[EXERCISE REQUIREMENTS] How many lines in the records below contain the string "bokeh"? Case counts. Reply with only the number.

───── ENTRIES SUPPLIED ─────

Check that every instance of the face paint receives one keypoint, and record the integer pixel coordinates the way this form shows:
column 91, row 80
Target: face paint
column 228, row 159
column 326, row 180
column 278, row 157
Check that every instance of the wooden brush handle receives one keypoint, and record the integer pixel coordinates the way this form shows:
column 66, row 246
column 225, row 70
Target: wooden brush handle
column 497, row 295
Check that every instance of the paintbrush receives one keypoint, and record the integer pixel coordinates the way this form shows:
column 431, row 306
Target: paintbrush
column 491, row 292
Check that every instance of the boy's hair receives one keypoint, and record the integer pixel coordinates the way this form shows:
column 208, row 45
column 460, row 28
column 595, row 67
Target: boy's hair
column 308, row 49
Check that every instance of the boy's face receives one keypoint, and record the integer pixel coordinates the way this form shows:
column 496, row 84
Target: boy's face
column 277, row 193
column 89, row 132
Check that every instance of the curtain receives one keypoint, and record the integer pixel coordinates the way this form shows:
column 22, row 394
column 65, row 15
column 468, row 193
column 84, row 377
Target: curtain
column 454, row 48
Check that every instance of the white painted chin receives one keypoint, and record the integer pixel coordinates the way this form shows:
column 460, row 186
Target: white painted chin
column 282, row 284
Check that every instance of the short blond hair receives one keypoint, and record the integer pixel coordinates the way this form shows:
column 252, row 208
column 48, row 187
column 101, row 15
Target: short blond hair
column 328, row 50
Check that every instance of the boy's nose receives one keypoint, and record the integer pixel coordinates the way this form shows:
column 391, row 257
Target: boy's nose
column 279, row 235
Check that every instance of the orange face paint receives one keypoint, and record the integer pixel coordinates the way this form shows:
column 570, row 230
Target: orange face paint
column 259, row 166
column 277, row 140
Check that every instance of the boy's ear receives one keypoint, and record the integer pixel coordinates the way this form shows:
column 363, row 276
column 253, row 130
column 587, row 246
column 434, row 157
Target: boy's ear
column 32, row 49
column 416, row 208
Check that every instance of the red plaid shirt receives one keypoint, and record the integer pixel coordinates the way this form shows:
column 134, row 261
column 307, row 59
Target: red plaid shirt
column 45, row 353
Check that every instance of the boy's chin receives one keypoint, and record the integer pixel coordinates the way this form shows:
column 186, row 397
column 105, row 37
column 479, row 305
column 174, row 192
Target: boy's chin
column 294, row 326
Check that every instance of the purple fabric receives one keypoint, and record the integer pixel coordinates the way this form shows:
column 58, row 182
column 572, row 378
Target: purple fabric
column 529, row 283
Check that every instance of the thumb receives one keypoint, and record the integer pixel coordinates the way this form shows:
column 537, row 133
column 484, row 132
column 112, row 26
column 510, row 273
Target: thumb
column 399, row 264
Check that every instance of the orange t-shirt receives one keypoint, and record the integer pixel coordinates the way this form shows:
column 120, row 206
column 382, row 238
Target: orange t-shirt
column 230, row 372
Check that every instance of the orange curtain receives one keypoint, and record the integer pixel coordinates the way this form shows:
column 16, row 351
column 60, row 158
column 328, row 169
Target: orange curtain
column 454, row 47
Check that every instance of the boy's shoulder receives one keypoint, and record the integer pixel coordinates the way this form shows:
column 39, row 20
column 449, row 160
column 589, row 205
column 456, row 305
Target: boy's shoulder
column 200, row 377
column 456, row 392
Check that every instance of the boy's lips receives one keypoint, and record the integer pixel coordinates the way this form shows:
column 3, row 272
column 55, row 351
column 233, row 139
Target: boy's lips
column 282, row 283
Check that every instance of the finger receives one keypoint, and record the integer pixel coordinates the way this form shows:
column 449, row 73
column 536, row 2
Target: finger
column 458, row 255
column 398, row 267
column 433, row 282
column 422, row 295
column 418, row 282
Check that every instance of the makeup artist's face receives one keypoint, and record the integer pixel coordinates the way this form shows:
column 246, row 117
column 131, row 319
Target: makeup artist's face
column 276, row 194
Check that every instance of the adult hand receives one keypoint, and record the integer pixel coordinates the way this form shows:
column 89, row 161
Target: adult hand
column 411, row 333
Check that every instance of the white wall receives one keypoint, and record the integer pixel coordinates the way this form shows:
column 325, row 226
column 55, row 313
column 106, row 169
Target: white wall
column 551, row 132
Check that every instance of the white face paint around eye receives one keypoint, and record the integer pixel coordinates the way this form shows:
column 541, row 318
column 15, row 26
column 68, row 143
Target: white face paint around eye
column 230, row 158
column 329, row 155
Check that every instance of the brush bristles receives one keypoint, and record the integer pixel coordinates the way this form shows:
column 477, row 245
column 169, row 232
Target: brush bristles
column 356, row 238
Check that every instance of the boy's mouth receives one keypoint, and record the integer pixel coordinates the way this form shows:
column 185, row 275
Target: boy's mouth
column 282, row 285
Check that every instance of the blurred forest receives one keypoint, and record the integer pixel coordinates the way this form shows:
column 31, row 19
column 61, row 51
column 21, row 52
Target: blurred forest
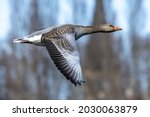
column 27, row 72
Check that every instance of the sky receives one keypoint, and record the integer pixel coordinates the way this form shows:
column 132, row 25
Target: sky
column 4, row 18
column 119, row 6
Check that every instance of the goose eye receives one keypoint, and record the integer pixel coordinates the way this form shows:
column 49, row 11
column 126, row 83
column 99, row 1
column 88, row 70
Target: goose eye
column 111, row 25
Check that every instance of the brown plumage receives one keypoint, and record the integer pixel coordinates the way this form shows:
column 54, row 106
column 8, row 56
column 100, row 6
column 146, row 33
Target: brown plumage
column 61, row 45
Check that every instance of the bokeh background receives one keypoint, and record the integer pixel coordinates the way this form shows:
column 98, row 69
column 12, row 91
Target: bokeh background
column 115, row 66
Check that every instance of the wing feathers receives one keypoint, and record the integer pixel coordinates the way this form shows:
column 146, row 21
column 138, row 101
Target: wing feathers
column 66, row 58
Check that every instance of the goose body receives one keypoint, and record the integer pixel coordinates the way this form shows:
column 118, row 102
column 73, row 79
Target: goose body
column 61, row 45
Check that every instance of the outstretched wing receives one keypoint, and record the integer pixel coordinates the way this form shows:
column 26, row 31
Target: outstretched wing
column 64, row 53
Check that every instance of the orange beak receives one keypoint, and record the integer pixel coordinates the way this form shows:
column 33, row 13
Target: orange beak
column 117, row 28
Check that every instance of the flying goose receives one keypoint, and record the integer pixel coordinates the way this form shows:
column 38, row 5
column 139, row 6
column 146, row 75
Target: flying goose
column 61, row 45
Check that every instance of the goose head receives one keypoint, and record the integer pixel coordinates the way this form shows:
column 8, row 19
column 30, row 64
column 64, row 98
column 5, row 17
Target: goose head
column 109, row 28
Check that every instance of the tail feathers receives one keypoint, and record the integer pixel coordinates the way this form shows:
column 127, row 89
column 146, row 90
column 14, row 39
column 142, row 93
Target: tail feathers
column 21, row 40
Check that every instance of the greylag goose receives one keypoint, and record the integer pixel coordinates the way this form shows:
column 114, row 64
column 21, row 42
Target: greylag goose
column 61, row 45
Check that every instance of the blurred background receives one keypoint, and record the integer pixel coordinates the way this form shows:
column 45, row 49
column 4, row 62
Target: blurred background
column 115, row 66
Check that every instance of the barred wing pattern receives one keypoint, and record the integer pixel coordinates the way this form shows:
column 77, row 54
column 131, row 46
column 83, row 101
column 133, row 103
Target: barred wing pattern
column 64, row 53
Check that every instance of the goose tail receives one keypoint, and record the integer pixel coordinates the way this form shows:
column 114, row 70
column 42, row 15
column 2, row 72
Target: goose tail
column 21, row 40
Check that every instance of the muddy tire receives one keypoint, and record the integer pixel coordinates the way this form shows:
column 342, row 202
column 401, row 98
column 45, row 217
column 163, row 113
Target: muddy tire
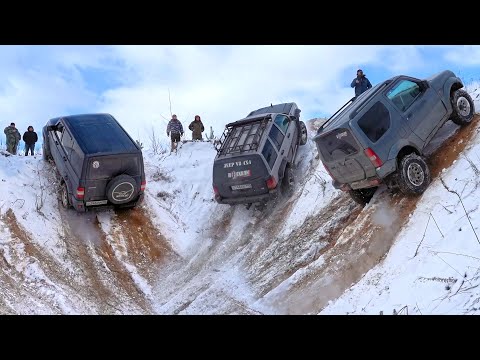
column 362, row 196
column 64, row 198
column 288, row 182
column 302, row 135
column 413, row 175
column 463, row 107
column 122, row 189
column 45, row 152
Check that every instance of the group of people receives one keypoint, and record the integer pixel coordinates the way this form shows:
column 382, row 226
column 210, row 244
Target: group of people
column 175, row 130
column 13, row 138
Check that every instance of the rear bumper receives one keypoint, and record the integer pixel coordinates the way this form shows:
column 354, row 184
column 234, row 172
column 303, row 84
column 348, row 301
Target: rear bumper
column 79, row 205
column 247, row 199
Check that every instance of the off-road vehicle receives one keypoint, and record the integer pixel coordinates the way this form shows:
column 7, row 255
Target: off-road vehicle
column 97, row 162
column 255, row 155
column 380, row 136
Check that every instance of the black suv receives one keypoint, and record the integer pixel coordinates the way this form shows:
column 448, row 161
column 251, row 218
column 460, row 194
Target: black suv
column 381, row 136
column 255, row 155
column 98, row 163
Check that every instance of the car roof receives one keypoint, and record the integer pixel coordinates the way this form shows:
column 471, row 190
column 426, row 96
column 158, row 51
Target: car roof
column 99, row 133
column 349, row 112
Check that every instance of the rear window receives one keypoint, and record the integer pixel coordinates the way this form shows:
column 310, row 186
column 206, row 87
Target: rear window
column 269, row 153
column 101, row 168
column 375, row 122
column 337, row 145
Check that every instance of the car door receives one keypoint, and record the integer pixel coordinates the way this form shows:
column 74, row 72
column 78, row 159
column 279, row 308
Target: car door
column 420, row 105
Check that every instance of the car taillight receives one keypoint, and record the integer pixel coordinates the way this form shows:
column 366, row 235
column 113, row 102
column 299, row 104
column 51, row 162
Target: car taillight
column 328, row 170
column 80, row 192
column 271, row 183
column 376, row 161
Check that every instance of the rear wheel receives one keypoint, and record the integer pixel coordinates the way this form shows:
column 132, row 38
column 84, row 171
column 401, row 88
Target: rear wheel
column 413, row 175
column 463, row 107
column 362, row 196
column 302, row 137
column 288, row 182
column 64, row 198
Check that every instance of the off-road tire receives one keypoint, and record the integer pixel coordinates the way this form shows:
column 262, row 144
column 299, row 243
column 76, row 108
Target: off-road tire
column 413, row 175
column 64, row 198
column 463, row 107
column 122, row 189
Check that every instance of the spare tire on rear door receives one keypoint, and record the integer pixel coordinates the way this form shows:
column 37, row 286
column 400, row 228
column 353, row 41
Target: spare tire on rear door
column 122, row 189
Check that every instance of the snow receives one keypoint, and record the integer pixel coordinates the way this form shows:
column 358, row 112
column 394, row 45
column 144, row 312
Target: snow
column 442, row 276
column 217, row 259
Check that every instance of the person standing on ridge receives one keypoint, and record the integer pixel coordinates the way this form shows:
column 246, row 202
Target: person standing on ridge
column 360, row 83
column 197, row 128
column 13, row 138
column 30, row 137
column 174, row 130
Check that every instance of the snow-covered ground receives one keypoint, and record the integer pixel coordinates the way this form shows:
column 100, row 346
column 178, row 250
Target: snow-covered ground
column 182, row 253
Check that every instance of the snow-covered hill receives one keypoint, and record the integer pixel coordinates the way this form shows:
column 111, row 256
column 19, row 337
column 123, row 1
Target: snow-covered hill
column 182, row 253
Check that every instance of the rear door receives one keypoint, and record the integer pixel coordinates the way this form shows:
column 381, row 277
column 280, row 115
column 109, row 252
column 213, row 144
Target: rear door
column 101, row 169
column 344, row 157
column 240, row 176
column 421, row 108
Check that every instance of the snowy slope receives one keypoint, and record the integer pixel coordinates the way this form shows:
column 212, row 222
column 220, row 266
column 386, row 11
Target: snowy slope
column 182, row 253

─────
───── ENTRIES SUPPLIED ─────

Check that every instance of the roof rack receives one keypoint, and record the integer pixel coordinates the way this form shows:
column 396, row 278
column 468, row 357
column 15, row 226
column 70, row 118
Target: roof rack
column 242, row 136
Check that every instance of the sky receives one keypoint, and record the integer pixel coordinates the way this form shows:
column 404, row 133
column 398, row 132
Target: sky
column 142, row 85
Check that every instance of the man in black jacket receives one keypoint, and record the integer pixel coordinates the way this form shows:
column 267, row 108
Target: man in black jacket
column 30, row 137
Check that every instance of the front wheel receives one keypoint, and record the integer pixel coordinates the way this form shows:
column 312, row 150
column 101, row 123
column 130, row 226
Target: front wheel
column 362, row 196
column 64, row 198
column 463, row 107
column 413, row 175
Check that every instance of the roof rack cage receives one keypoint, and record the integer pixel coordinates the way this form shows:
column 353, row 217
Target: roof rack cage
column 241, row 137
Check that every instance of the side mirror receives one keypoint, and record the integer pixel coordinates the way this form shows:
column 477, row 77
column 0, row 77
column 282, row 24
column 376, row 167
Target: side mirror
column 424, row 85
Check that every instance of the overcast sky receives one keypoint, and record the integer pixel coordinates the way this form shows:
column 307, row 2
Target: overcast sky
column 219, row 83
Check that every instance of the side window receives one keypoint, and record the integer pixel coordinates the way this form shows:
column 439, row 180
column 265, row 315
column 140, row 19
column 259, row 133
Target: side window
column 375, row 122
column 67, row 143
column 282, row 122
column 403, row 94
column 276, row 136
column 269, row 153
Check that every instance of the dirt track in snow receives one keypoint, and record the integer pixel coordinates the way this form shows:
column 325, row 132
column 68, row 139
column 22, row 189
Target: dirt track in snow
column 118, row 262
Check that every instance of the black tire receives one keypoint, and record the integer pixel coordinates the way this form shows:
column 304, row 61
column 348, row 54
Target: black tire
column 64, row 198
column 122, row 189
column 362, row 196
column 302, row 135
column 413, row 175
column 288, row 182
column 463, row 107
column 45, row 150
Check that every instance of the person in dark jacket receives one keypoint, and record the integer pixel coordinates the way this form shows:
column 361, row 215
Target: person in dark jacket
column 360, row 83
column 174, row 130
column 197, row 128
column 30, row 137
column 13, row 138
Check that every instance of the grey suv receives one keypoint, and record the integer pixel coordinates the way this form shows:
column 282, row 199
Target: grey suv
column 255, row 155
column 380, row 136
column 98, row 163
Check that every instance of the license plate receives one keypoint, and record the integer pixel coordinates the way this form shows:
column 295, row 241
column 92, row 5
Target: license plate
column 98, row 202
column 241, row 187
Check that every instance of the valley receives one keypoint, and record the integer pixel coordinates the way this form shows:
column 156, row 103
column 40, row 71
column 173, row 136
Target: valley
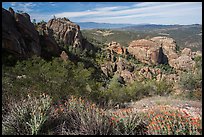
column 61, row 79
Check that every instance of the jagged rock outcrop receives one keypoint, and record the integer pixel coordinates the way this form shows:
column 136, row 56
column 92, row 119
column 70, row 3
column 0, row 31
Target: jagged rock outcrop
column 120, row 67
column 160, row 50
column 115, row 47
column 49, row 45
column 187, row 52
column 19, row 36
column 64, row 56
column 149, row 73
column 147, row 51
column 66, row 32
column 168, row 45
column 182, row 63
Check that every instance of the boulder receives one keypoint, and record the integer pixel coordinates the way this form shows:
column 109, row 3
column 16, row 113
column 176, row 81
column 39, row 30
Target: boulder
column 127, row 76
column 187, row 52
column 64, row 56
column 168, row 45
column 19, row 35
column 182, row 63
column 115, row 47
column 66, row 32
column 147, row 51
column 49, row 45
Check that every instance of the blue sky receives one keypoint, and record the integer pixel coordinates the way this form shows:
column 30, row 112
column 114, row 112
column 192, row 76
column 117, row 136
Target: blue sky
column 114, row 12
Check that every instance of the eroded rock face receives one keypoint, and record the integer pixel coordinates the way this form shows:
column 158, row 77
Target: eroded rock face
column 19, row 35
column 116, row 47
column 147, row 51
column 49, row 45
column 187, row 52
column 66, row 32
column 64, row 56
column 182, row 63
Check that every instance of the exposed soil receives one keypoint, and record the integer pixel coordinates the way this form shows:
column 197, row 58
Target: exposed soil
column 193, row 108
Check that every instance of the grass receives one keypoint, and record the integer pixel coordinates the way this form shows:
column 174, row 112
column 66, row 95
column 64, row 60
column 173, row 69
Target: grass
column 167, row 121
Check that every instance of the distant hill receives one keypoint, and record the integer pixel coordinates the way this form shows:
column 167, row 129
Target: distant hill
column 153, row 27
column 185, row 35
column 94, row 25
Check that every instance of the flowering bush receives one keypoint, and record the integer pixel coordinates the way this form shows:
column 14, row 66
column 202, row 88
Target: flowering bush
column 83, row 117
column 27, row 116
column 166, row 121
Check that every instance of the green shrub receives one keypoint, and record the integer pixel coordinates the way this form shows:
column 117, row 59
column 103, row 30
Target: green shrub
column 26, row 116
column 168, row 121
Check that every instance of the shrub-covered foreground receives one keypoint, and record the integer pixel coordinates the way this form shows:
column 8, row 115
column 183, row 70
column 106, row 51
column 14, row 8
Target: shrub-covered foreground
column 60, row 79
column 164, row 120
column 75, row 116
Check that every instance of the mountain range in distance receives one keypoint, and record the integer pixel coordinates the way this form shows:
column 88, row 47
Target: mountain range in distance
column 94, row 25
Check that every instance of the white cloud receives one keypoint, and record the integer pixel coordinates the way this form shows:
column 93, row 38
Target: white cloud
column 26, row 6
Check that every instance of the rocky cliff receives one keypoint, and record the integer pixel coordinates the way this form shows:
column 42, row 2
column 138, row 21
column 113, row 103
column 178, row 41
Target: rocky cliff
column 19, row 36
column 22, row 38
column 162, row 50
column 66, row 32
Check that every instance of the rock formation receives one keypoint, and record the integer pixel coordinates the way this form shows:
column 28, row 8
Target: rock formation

─────

[THE SOLUTION] 2